::: DATA FOR THE TASK :::
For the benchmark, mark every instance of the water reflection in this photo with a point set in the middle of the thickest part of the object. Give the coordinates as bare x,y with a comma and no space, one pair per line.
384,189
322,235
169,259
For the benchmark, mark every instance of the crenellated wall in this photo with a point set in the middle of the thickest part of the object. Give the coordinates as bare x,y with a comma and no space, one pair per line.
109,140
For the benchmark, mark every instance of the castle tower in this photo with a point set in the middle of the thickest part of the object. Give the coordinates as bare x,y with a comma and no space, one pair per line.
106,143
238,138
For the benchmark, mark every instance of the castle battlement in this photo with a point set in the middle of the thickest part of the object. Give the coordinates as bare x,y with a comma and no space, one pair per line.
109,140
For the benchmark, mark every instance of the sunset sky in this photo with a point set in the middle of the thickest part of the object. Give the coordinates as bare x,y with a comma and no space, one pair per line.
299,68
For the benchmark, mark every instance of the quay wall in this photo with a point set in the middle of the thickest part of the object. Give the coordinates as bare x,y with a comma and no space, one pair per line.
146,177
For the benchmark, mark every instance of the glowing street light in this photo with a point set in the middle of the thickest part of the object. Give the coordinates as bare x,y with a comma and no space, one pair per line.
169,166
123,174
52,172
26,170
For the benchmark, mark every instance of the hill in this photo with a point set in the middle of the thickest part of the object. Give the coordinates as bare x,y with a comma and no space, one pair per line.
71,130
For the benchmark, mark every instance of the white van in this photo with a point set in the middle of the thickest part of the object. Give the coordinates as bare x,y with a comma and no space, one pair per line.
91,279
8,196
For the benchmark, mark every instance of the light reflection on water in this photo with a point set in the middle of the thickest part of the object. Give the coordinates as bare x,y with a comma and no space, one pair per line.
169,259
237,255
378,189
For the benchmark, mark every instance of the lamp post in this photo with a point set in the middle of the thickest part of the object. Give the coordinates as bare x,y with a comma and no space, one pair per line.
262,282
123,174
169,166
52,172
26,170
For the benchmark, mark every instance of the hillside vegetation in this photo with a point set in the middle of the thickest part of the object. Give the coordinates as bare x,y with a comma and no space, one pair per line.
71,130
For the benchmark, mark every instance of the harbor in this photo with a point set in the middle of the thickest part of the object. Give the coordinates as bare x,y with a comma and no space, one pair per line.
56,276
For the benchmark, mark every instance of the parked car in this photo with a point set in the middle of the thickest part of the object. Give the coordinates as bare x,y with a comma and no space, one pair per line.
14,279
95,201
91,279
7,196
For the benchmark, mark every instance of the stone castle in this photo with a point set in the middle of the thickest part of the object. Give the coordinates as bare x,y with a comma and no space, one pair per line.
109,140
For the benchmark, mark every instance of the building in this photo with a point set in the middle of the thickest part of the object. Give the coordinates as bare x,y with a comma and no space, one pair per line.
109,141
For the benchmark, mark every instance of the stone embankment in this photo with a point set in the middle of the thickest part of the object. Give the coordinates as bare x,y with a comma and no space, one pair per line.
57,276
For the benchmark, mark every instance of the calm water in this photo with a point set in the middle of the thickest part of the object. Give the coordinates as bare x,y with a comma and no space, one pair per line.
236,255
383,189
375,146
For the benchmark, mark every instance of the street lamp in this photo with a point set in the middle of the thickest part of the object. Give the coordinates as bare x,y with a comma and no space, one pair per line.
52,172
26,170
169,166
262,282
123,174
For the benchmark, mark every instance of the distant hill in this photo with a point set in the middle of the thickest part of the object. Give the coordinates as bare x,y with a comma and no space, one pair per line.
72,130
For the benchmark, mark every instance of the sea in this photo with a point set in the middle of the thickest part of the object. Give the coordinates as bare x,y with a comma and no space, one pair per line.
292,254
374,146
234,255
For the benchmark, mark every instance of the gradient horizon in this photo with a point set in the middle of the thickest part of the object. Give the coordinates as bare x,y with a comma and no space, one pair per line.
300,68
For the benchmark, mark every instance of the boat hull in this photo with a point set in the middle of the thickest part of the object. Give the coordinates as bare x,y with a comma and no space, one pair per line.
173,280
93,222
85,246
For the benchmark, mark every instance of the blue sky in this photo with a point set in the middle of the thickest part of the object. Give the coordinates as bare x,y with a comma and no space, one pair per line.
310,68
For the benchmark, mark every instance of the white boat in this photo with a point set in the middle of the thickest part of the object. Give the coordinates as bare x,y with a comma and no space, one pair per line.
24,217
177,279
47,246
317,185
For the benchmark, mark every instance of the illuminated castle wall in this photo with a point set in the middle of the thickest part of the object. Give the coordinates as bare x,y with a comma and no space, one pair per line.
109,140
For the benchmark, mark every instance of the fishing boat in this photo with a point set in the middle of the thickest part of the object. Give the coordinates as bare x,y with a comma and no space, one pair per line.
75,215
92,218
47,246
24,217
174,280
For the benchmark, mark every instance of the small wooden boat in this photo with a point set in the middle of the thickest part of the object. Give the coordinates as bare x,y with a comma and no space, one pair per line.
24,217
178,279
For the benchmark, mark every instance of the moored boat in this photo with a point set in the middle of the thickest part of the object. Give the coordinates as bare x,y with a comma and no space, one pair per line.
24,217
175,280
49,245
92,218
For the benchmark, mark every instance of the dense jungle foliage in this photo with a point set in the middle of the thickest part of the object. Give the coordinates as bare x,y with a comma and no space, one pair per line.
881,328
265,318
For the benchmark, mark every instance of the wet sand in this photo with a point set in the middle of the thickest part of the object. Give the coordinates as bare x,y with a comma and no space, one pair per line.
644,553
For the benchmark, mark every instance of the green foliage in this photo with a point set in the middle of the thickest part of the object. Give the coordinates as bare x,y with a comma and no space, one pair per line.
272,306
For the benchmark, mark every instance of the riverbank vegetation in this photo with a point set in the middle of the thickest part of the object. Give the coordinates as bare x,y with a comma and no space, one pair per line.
:::
> EXERCISE AIM: The entries above must be returned exactly.

> ANSWER FOR THIS EXERCISE:
For the benchmark, mark every instance of the water reflection in this photo with a point set in the middle of the thickest part of the object. Give the coordinates as bare x,y with a comma and no space, one pair per line.
384,189
322,235
169,259
For the benchmark, mark every instance of the crenellated wall in this photo with a point set in the middle of the thickest part of the object. Give the coordinates as bare x,y with a comma and no space, one pair per line.
109,140
For the benchmark, mark every instance of the castle tower in this photo with a point set in the middle of the thickest part of the object. Give the coordinates as bare x,y with a comma and no space, one pair per line.
106,143
238,138
For the benchmark, mark every instance of the castle battlement in this photo with a point set in the middle of the thickest part of the object. Give the coordinates as bare x,y with a comma and no space, one pair per line.
109,140
For the benchmark, mark every instance of the sunset sky in this photo with a point set in the middle of the thickest part of the object. Give the coordinates as bare x,y with a comma and no space, one pair per line.
299,68
For the benchmark, mark every instance of the quay wall in this photo with a point set in the middle of the thickest part of the object. Give the coordinates as bare x,y with a comma and no space, one pair per line.
146,177
For the benchmark, mark every instance of the glowing street light in this photo with a point set in the middle of the thickest part of the object. Give the coordinates as bare x,y with a comma and no space, one pair per line.
169,166
123,174
52,172
26,170
For the benchmark, mark every instance of the hill in this photo with a point set in the middle of the thickest part of the object. Give the coordinates as bare x,y with a comma and no space, one pair per line.
71,130
For the benchmark, mark every instance of the white van in this photo with a point set in the middle of the thickest part of the object. Give the coordinates as bare x,y with a comma and no space, one pair per line.
91,279
8,196
For the benchmark, mark every instance of the light reflection on water in this photo with a point set in the middle of the thickest part of the object. Give the coordinates as bare x,y with a comma and no space, one pair per line.
169,259
237,255
378,189
For the benchmark, mark every instance of the lamp post in this photo with a point set in the middle of the thickest part of the object. Give the coordinates as bare x,y with a comma and no space, one pair per line.
262,282
123,174
169,166
52,172
26,170
For the benchmark, mark every instance of the hillside vegetation in this photo with a point set in the middle of the thickest part of the object. Give the coordinates as bare x,y with a comma and no space, one pair per line.
71,130
For the benchmark, mark every instance of the harbor in this photo with a point set in the middle of the thickest part of the object. Give the coordinates as bare x,y with a comma and no space, one pair per line.
56,276
For the benchmark, mark every instance of the parked car in this photo with a point set in the middle of the thickest part of the object. Give the coordinates as bare x,y with a comma and no space, one pair per line.
14,279
95,201
91,279
7,196
For the benchmark, mark every instance of the stone castle in this photo with a point set in the middle of the thickest part of the object. Give the coordinates as bare x,y with a comma and no space, one pair per line.
109,140
For the benchmark, mark every instance of the building in this photo with a point set in the middle of the thickest part of the object. Give the coordinates as bare x,y with a comma and no space, one pair per line.
109,141
For the benchmark, mark every instance of the stone embankment in this photo with a point set in the middle of the thickest part of the object. Give the coordinates as bare x,y with a comma and no space, one pair per line.
57,276
For the benchmark, mark every instance of the calm water in this photo with a point set in the middle of the thickest part of the object. Give the coordinates as bare x,y with a comma and no space, one pair per line.
236,255
383,189
375,146
For the benchmark, mark every instance of the street lamp in this photo with a point set in the middle of the thickest part of the object. Give the coordinates as bare x,y with a comma and no space, one pair per line.
52,172
26,170
169,166
262,282
123,174
For the benchmark, mark every instance of the distant hill in this photo with a point set in the middle of the thickest part of the object. Give the coordinates as bare x,y with a comma and no space, one pair per line.
72,130
For the benchmark, mark every instance of the sea in this photo with a point set in the middle of the thickest part of the object. Give the coordinates as bare x,y with a comma and no space, one pair per line.
292,254
374,146
234,255
For the benchmark, mark every instance of the gradient horizon in this photo with a point set in the middle of the thickest part of the object. Give the coordinates as bare x,y with a comma and no space, one pair per line.
300,68
For the benchmark, mark every instance of the boat hull in this photo with a point set in the middle of the thickest part of the object. Give the coordinates as bare x,y with a comma and no space, one pair per line.
173,280
93,222
85,246
For the benchmark, mark every instance of the blue sky in this photo with a point set in the middle of the thickest part of the object. Give the coordinates as bare x,y with a comma and no space, one pair per line.
310,68
For the benchmark, mark every instance of the white boat in this photo with a point set in the middle of the thickest part of the object. Give the coordinates as bare x,y with a comma and no space, one pair per line.
24,217
177,279
47,246
317,185
For the benchmark, mark every instance of the illuminated castle wall in this photo with a point set in the middle of the thickest part of the object. Give the coordinates as bare x,y with a comma and no space, one pair per line.
109,140
For the benchmark, mark every instance of the fishing boat in this photo with a point set in the middle of the thickest part of the object. Give the coordinates as bare x,y with a comma and no space, one pair per line.
75,215
92,218
47,246
24,217
174,280
For the benchmark, mark every instance of the small wooden boat in this photo with a point set in the middle of the thickest part of the object. Give the coordinates as bare x,y with a comma and no space, one pair per line.
24,217
178,279
For the benchmark, mark every instance of the moored boat in this photo with a point set in the middle of the thickest part of the object. Give the coordinates as bare x,y with a comma and no space, one pair per line.
24,217
175,280
49,245
92,218
For the benchmark, mark every instance of the dense jungle foliage in this photo with a point set in the middle of the thickest part of the object. Give the coordinates as bare x,y with a comma and no space, one pair per line.
881,328
265,318
For the benchmark, mark every instance of the wet sand in this photo with a point set in the middle of the thickest part of the object. Give the coordinates as bare x,y with a comma and no space, one pair per line.
644,553
For the benchmark, mark every instance of the green foliage in this photo with a point set in the middle of the thickest part of the object. Give the coordinates as bare x,y with a comma and no space, one pair per line.
272,306
For the benchmark, mark every instance of the riverbank vegetation in this photo with a point set in the middle of the thickest part of the object. Give the coordinates as bare x,y with a comma and no space, one pair per line.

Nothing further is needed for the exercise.